▶ _PROBLEM DETAILS_
List every line in the entries below that contains the word "concrete".

-- -- --

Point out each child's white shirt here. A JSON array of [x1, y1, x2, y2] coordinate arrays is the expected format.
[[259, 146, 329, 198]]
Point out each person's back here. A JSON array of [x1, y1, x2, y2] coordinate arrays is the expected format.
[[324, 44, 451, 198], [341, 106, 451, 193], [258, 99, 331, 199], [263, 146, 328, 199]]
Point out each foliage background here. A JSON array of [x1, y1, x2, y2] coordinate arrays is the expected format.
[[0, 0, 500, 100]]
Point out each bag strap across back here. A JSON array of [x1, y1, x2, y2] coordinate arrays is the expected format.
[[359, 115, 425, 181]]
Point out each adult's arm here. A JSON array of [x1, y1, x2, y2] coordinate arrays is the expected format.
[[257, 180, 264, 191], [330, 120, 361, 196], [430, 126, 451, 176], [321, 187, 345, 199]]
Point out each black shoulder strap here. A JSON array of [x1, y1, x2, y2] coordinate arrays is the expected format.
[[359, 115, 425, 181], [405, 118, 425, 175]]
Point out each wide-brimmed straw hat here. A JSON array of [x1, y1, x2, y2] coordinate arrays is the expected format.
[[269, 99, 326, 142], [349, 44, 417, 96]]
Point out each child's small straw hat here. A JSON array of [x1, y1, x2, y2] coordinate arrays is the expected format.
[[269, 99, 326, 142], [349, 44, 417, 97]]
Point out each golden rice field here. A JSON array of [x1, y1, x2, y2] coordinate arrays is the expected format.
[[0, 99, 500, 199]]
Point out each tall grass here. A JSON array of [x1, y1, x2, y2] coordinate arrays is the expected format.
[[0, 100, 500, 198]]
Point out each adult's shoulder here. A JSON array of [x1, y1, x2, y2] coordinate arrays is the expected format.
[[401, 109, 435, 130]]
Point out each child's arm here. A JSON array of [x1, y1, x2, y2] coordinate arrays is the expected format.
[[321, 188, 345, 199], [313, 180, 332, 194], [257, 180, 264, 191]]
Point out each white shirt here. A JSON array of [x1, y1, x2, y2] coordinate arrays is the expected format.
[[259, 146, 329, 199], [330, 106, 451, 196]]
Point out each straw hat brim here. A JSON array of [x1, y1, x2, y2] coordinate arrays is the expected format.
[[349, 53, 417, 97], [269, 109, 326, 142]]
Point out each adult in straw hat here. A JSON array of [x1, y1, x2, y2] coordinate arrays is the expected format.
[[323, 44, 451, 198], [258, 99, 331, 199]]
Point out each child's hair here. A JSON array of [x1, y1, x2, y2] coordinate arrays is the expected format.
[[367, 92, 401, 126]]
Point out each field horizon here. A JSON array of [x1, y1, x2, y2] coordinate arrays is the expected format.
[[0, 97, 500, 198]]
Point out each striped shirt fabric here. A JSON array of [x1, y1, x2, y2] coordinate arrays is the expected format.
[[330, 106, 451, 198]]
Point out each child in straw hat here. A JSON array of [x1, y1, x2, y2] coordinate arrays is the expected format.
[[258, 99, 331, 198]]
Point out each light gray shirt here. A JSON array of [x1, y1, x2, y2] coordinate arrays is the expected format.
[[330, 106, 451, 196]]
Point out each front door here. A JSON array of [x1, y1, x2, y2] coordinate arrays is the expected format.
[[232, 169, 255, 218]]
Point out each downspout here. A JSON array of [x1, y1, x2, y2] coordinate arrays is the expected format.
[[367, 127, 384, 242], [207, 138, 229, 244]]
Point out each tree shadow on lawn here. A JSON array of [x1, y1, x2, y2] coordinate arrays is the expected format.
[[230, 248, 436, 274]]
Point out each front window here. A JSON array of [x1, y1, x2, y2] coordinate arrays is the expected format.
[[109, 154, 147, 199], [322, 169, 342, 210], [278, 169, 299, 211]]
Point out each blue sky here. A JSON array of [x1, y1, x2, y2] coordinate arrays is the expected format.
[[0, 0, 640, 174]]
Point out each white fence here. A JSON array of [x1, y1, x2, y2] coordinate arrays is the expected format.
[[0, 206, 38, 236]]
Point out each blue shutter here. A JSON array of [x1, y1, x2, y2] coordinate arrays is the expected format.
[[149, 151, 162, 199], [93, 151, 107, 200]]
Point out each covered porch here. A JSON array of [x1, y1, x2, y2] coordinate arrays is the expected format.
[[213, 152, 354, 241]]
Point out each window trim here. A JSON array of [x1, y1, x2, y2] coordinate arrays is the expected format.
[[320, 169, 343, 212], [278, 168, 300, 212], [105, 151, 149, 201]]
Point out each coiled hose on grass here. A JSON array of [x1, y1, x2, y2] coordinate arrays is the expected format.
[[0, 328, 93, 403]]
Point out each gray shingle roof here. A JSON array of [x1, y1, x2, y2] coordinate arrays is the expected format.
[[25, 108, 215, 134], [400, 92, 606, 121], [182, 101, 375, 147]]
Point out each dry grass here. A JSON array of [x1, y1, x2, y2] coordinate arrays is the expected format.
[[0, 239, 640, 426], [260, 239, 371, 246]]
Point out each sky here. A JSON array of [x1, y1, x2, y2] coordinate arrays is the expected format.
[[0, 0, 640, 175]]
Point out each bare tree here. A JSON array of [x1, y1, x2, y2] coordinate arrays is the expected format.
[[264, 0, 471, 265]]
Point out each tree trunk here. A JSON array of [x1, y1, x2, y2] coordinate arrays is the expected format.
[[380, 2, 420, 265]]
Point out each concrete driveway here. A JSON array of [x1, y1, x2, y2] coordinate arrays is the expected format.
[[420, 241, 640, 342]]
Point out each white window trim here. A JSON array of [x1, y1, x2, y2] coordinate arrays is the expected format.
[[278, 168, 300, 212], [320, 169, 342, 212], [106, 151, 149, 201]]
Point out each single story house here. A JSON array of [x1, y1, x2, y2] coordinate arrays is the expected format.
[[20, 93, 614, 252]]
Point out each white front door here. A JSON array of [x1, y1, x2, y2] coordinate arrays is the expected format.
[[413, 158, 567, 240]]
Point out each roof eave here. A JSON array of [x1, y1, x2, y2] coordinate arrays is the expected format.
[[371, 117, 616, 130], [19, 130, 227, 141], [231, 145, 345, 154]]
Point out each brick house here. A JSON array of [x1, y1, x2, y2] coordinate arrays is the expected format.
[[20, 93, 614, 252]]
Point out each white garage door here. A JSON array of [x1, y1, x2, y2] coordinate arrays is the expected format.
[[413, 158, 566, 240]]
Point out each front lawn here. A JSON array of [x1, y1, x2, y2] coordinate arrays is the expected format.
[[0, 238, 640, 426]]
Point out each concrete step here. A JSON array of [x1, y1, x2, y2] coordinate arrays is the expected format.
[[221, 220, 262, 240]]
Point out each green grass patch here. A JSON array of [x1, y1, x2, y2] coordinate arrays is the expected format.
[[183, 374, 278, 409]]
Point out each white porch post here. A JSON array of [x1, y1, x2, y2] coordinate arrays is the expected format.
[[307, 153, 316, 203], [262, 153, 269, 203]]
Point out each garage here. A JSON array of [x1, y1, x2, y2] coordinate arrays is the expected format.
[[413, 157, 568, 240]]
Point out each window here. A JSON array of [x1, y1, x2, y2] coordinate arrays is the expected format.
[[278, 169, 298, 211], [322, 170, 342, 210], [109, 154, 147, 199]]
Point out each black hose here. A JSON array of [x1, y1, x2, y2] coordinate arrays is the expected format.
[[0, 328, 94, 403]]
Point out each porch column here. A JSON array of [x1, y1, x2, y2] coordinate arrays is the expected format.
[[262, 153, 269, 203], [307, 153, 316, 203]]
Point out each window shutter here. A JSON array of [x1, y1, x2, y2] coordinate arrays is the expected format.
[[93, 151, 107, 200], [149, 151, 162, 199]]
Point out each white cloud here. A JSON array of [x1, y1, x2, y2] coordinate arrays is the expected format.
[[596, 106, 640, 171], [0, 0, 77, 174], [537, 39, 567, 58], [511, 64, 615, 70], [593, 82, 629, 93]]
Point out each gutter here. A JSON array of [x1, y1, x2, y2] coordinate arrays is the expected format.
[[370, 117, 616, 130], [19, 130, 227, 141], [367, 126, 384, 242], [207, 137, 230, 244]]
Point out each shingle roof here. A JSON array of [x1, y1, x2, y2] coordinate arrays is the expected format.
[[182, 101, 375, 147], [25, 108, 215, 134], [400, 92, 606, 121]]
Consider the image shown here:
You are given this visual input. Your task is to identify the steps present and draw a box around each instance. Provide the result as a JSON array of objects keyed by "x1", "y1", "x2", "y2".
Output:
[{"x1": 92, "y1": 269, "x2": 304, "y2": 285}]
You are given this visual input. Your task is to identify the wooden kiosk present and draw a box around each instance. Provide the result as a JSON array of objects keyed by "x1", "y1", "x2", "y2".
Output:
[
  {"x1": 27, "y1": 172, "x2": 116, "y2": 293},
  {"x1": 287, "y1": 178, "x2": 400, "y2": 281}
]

-- -- --

▶ _SOLUTION FOR THIS EXERCISE_
Point out each concrete driveway here. A JSON array of [x1, y1, x2, y2] coordinate arrays is the expected format.
Point out each concrete step here. A JSON array of [x1, y1, x2, y2] coordinate arrays is the expected format.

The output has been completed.